Exercise goal: Identify the line with "Can you find the brown soil"; copy word for word that line and every one after it, to the end of the listing. Exclude pictures.

Dataset rows on where objects appear
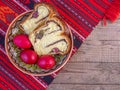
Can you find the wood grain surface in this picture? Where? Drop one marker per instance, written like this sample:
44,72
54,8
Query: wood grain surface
96,65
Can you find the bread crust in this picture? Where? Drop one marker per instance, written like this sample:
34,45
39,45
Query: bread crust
62,33
51,9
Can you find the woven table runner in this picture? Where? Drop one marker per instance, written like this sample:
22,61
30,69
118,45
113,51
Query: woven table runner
81,15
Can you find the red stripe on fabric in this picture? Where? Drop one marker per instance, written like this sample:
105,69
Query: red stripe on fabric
86,12
90,9
74,24
15,76
13,6
8,84
106,2
97,6
33,82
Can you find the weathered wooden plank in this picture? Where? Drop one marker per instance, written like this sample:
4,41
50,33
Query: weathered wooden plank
89,69
109,32
82,87
90,73
99,51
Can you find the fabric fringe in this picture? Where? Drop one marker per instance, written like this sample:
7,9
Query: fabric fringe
113,12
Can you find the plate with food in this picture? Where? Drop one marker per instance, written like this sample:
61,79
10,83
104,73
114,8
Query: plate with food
39,42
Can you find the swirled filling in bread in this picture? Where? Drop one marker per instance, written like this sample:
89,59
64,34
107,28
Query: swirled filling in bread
50,38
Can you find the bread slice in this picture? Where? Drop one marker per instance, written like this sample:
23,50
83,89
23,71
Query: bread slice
42,12
51,38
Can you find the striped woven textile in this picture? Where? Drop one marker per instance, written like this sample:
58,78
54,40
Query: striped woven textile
81,15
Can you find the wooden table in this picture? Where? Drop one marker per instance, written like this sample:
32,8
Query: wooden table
96,65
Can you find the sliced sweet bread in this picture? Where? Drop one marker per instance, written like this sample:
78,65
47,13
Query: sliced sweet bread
51,38
41,12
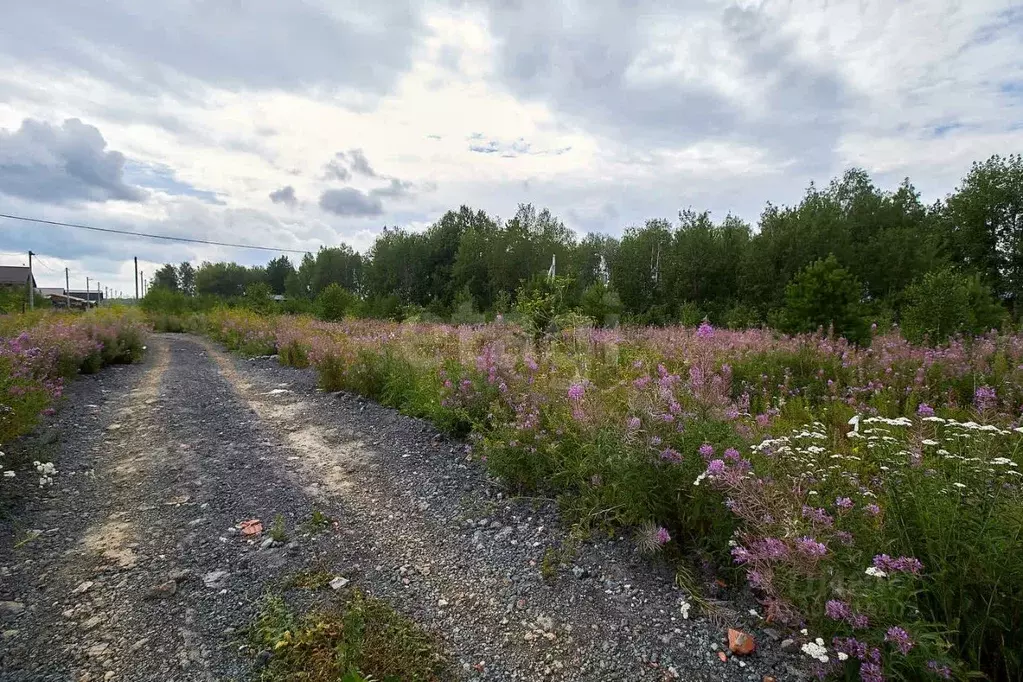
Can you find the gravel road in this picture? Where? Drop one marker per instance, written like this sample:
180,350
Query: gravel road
139,572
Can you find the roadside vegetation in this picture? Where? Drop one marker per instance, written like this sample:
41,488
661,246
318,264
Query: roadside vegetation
870,495
351,638
828,408
849,255
43,350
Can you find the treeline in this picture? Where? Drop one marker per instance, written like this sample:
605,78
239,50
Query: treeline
846,256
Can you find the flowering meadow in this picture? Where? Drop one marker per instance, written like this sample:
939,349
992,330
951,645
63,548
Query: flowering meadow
871,497
40,352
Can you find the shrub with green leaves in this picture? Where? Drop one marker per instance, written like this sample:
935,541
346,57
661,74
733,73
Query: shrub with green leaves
946,303
827,297
631,426
335,302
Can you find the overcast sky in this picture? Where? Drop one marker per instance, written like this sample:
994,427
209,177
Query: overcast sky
299,124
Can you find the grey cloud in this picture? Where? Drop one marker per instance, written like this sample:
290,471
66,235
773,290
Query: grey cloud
360,164
395,189
58,165
512,149
335,169
257,44
576,58
284,195
350,201
338,168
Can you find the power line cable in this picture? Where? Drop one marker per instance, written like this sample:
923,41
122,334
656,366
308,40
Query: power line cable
148,235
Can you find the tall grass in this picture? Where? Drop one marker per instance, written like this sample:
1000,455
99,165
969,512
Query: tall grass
738,443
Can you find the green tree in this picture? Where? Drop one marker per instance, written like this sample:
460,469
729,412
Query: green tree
601,304
277,272
983,224
299,283
540,302
335,302
258,298
638,271
948,302
166,278
186,278
337,265
222,279
826,296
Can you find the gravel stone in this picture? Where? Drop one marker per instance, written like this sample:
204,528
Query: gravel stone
192,441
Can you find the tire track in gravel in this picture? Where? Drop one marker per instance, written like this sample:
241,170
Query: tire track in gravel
192,442
178,461
428,532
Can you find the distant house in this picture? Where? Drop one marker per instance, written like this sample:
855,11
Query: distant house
15,275
61,300
94,298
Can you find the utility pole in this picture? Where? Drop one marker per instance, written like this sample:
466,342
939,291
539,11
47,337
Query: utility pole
32,285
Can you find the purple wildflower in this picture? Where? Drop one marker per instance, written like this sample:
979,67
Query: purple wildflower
984,398
817,515
871,672
670,455
837,609
850,646
770,548
900,638
859,622
811,547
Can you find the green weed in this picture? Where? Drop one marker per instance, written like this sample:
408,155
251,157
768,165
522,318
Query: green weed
355,638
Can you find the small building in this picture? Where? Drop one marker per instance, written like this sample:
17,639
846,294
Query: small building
63,301
94,298
15,275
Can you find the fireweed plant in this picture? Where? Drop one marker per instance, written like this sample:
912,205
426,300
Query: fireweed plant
870,496
40,352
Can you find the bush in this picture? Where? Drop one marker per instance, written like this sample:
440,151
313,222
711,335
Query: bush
601,304
655,427
335,303
825,296
742,316
946,303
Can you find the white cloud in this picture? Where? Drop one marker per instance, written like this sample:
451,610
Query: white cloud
606,112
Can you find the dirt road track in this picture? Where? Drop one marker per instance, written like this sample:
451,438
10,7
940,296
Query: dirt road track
140,574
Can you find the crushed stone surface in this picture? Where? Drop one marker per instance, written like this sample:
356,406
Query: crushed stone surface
133,565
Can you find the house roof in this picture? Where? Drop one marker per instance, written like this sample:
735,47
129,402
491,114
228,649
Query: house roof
14,274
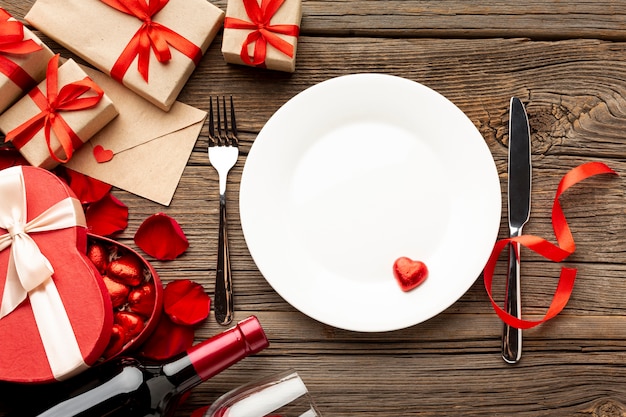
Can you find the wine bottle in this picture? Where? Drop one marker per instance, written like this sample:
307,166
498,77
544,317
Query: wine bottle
128,387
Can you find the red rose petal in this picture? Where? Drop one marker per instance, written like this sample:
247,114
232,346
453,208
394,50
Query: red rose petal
141,300
106,216
161,237
186,302
87,189
167,340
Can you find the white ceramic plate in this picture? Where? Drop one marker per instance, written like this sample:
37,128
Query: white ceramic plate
355,172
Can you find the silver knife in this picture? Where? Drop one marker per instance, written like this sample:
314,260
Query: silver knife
519,211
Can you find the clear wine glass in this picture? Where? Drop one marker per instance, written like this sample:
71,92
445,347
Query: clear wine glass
279,395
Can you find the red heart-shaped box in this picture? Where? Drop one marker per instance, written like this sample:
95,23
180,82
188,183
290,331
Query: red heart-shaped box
150,276
83,294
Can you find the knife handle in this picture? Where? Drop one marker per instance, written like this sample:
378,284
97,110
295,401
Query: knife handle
223,303
512,337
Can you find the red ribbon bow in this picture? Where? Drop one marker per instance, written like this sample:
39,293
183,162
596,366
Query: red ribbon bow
71,97
150,36
566,247
263,32
12,43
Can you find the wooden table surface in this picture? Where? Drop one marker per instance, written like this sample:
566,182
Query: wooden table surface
567,62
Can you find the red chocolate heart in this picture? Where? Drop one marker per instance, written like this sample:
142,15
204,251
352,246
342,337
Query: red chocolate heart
409,273
141,300
99,256
130,322
116,342
117,291
101,154
126,269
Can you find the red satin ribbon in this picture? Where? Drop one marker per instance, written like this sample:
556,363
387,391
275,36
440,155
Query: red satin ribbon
71,97
150,36
262,31
12,43
566,247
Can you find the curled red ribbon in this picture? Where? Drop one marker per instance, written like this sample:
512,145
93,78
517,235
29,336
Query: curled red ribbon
12,43
71,97
150,36
262,31
555,253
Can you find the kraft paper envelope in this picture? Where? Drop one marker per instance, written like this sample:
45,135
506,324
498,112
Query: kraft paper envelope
150,147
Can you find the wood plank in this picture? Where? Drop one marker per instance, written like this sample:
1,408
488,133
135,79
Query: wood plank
415,18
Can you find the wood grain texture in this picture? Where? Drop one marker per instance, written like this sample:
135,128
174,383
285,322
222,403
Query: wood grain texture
566,60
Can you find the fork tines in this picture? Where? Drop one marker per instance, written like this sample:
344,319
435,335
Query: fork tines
220,134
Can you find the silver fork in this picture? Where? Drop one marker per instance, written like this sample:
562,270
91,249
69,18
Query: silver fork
223,153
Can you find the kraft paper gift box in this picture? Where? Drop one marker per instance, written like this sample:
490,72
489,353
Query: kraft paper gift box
109,39
79,125
23,60
55,313
262,33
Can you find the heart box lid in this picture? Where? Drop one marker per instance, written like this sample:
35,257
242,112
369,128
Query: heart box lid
63,323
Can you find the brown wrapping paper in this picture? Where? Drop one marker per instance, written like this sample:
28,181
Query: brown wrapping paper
85,123
150,147
34,64
99,33
290,13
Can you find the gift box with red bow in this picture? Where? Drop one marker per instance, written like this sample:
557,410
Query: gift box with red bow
58,116
23,60
55,313
151,46
262,33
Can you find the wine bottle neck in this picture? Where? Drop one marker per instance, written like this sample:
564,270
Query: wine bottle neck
220,352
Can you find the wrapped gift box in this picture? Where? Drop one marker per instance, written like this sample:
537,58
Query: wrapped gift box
63,323
102,35
274,23
23,60
84,123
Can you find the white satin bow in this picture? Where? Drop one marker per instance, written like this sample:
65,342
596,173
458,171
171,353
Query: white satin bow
29,272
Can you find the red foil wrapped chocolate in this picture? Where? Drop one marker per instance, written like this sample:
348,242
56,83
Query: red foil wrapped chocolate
55,313
135,290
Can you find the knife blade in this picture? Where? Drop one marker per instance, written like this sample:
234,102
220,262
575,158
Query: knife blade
519,189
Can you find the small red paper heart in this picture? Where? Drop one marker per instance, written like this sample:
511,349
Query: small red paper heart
409,273
101,154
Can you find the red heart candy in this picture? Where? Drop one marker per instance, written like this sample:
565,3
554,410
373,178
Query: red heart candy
116,342
99,256
409,273
126,269
117,291
101,154
141,300
131,323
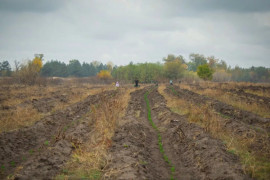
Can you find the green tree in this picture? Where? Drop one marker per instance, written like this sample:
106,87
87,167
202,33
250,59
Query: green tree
54,68
205,72
174,67
195,61
5,69
74,68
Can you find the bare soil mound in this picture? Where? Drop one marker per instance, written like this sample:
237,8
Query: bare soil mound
223,108
135,151
40,150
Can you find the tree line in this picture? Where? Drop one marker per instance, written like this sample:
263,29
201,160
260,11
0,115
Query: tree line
172,67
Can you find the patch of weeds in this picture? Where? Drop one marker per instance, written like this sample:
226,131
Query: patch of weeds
126,146
225,116
138,113
142,162
12,163
2,168
95,174
31,151
65,128
65,171
46,143
232,151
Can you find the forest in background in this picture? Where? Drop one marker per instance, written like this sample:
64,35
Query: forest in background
172,67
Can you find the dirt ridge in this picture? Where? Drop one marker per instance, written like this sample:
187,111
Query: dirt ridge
40,150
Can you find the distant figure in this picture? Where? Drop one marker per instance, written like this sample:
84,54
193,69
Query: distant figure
136,83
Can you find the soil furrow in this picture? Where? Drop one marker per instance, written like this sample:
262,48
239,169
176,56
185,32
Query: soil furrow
135,151
195,154
223,108
40,150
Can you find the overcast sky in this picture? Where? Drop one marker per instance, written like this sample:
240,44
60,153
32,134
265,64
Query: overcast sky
237,31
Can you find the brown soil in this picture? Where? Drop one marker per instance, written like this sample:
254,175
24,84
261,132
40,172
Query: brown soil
241,94
236,121
194,153
42,149
224,109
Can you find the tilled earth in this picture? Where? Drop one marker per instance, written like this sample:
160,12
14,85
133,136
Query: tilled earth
39,151
238,122
193,152
223,108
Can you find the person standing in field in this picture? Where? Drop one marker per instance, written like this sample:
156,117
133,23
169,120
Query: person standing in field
136,83
117,84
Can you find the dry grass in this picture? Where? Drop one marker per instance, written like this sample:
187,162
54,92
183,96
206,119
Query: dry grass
90,160
254,163
13,115
258,92
233,99
21,117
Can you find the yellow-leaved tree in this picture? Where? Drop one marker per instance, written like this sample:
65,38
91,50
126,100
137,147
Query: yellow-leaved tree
37,61
104,75
29,72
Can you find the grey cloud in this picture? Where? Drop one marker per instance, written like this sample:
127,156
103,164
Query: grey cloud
40,6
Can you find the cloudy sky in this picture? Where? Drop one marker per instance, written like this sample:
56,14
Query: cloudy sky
237,31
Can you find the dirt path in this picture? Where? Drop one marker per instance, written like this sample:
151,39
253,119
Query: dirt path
135,152
40,150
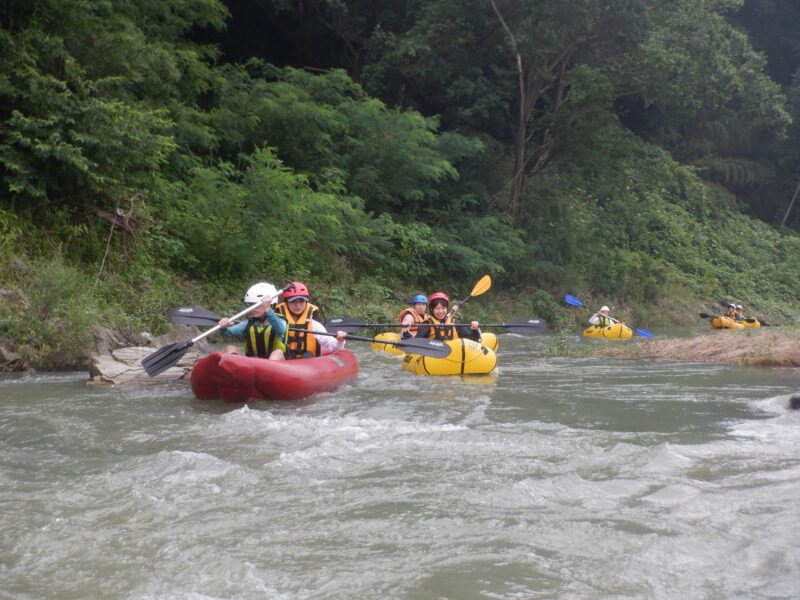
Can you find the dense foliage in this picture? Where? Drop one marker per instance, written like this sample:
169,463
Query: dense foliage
617,149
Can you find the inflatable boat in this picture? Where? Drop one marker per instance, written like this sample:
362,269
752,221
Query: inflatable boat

Reply:
Can you find the brown soil in this picture? Where? Drop one marker per instance, written like this sample:
254,175
24,84
261,132
40,172
Query: brown soil
241,94
236,121
194,153
42,149
224,109
Can you find the tilled earth in this picture? Where? Drop one marker per instance, written like this sample:
160,12
14,85
133,136
Query: tilled earth
39,151
238,122
193,152
223,108
Can you find the person standing in field in this picture? Where? Drop one marker per instance, written like this sample:
156,117
133,23
169,120
Query: person standing in field
136,83
117,84
Can you find the dry grass in this picture? Where? Drop one marker per instance, written like this sample:
187,162
54,92
183,96
206,119
Query: dry grass
90,160
254,163
13,115
258,92
233,99
21,117
Can you find the yellow-leaved tree in this picture? Where? Drop one marker per instance, written like this sample:
65,38
91,50
126,100
137,147
Query: yellow-leaved tree
37,61
104,75
29,72
Can you find the grey cloud in this picture? Where? Drop one marker per instance, written like this sample:
127,156
103,164
Query: grey cloud
40,6
Can you find the cloudy sky in this picture? Where? Drop one marker per instance, written like this sample:
56,14
Query: cloudy sky
237,31
Can you find the dirt path in this picture? Where? Drop one marker per instance, written like this sample:
151,39
253,119
Query: dirt path
135,152
40,150
Can you find the dense foliage in this picture? Where? Drop one marker per instance, written like this sample:
169,463
Query: dense foliage
617,149
Can you find the inflatable boat in this picture? Where? Drop one marker per instance, written like this sample:
362,269
752,221
Query: inflatable boat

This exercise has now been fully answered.